>> BEGIN Entries shown

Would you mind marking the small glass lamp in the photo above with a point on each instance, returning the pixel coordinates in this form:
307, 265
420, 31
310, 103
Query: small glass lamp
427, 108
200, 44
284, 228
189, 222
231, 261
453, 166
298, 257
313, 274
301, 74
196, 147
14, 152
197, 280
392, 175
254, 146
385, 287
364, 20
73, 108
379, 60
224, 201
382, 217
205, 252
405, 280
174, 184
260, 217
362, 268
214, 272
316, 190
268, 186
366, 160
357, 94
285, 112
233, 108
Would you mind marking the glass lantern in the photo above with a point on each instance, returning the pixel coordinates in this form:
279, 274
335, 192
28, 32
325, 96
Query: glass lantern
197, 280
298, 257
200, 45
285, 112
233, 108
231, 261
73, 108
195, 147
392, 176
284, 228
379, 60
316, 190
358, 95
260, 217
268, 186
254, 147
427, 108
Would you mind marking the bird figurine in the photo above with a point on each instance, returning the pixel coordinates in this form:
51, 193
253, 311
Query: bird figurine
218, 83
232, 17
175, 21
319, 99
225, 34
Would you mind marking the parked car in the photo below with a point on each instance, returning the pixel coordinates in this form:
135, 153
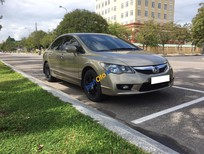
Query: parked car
103, 64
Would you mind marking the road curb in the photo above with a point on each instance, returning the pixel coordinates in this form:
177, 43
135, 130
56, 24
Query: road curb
119, 128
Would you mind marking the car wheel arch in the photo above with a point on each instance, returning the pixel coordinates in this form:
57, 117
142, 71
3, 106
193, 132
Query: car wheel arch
85, 69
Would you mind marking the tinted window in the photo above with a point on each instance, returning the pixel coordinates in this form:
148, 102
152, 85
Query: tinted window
57, 44
105, 43
69, 40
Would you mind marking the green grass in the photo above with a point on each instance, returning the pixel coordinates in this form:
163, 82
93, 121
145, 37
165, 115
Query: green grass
34, 121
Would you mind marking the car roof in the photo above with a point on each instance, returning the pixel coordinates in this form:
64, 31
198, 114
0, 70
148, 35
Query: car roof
77, 34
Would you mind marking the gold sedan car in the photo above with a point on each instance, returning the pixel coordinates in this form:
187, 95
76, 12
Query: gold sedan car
105, 65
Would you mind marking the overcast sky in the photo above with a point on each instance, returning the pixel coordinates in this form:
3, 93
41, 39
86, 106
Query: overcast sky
20, 16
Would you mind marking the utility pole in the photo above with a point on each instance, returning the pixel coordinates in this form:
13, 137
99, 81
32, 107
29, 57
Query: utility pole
36, 27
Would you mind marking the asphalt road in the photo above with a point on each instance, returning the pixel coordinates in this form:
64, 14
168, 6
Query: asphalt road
174, 117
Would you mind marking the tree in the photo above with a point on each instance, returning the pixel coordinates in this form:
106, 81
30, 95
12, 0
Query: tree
35, 38
198, 27
148, 34
80, 21
166, 33
48, 39
118, 30
2, 1
9, 44
182, 33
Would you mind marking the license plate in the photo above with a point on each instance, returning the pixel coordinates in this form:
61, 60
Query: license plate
160, 79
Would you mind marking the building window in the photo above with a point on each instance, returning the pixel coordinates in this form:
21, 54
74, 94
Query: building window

>> END Entries shown

Stated task
Write out everything from the line containing "Would you mind marking the license" down to the end of the records, requests included, and add -63 to every coordinate in the answers.

Written response
Would you mind marking the license plate in the photo above with a point on each instance, returning the pixel coordinates in this form:
61, 60
Query: license plate
97, 16
Would you mind marking the building window in the photo above with a point on each instance, returning the pixel coordinates in this form:
21, 54
74, 94
Query: building window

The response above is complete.